What this task involves
Among the lines of data below, reproduce only those from the one with "Return one point for each instance of the asphalt" through the one with "Return one point for each instance of the black side", exactly as they stand, both ends included.

[Listed entries Boundary: Start]

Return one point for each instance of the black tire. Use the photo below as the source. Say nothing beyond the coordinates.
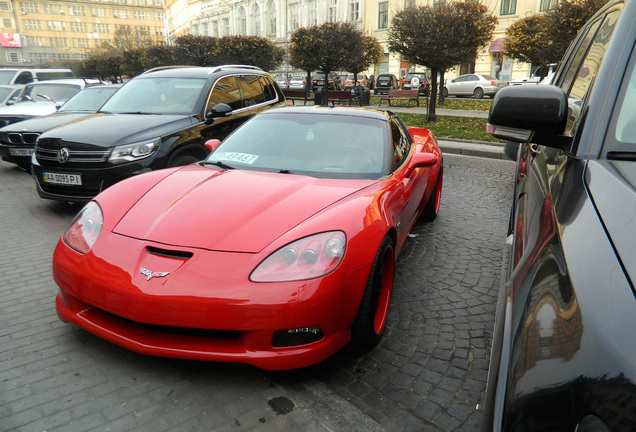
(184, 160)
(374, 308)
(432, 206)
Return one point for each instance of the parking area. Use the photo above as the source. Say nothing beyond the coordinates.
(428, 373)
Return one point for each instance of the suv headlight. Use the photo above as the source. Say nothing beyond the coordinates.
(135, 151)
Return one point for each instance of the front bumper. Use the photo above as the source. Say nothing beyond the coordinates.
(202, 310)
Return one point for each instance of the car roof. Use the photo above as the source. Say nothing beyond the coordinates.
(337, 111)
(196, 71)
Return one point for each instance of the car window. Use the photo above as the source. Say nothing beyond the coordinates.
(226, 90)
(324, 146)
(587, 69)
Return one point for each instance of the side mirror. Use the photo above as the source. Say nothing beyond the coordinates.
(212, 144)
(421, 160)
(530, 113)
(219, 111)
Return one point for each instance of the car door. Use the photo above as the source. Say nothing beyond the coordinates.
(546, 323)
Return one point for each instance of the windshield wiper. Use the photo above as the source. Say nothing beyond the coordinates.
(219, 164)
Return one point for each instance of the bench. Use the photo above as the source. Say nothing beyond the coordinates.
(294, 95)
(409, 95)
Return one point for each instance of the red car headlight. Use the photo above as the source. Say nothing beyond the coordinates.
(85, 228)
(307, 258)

[Listed entries Boundary: End]
[Listed entries Boundary: Start]

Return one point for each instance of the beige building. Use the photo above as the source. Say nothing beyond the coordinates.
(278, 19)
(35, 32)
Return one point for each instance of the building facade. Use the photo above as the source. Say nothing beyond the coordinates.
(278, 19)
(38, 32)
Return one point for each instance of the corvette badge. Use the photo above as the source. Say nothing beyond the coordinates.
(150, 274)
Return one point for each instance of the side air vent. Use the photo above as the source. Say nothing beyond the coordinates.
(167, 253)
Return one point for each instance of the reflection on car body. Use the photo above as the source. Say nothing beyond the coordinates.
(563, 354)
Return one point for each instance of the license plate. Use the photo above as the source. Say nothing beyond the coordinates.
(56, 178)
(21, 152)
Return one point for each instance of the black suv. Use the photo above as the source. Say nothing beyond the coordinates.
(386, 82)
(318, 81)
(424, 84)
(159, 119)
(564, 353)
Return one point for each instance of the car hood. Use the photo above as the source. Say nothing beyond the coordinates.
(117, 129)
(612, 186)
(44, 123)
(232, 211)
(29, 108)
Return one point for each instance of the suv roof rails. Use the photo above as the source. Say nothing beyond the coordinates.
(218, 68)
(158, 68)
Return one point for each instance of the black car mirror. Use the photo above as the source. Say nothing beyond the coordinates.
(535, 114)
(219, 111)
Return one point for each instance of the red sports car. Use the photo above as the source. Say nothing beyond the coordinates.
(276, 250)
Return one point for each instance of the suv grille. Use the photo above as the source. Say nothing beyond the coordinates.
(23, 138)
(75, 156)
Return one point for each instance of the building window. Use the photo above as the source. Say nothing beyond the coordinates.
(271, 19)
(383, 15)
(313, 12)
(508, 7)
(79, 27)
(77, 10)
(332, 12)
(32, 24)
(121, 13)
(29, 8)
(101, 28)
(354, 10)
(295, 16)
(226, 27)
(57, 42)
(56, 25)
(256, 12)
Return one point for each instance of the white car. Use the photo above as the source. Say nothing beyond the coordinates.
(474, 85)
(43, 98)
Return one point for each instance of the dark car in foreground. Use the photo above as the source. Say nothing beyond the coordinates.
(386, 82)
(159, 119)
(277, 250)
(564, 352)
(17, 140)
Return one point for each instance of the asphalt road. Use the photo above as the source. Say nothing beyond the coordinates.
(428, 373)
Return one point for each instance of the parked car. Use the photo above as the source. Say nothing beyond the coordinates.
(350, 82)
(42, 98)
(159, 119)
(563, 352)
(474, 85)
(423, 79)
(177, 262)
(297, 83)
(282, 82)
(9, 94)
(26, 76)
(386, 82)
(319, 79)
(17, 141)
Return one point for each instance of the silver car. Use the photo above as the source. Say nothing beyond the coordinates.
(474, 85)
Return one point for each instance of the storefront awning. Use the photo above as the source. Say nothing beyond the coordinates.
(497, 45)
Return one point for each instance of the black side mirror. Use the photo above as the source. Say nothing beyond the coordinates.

[Listed entries Boundary: End]
[Listed entries Boundary: Start]

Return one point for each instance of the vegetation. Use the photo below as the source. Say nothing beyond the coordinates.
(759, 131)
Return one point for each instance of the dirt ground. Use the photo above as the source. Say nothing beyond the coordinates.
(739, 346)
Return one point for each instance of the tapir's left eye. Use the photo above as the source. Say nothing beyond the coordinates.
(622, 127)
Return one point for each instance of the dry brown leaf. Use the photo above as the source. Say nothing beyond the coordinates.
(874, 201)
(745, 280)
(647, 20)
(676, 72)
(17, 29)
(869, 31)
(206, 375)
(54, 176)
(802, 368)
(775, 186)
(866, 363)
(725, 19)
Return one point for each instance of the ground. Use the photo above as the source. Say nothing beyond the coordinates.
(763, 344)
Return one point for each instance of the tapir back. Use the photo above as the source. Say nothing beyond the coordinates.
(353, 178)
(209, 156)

[Listed entries Boundary: End]

Solution to this problem
Return one point for each instance of the asphalt road. Use the photo above as the source. Say nothing beyond the coordinates.
(428, 373)
Return one point for each instance of the parked car. Use the photo above as the source. Say nothing beyond the coordinates.
(350, 82)
(42, 98)
(159, 119)
(563, 352)
(474, 85)
(423, 79)
(177, 262)
(297, 83)
(282, 82)
(9, 94)
(26, 76)
(386, 82)
(319, 79)
(17, 141)
Return one point for each instance of the silver car. Use the photo above as the source. Say nothing beyond the coordinates.
(474, 85)
Return one point for each instance of the storefront awning. Use the photo above as the source. Say nothing beyond the coordinates.
(497, 45)
Return one point for each instance of the black side mirror. Use the photo above as the source. Say nothing beyond the coordinates.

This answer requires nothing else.